Dataset
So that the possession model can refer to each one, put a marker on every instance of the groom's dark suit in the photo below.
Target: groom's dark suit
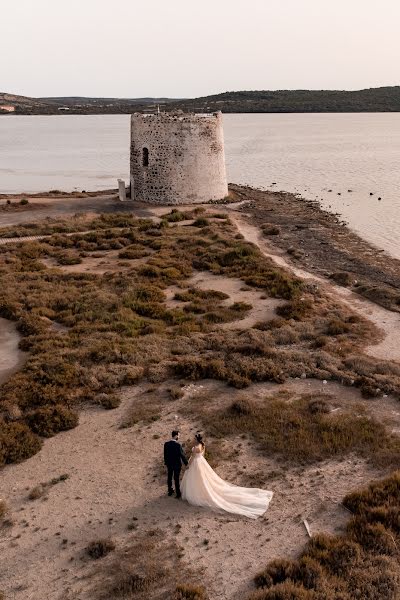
(174, 456)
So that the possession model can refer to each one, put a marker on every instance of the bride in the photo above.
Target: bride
(201, 486)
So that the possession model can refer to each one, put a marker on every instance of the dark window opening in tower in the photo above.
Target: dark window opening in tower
(145, 157)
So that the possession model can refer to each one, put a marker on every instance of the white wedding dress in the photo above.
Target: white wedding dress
(201, 486)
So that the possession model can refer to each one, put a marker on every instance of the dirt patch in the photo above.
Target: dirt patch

What to do
Output the listing above again word for word, from start to end, omitting the pictures.

The solution
So that the possession model can refer to each one, put a marker on every instance of the groom's dark suit in the photo below.
Target: groom's dark suit
(174, 456)
So that the possession model can refer to each one, put a marker on every instance of the bride in the photo above.
Target: bride
(201, 486)
So that the possession model can refer to each one, put a marker on every instance of the dark window opening in tower in the photo above.
Target: dark window opening in tower
(145, 157)
So that the possession model can refer to each one, put a marker on every instance of the white wedding dress in the photo above.
Target: white wedding dress
(201, 486)
So that the possession model can refer to each one, put a marker on every instance of the dirt patch in the photo above.
Target: dirt patch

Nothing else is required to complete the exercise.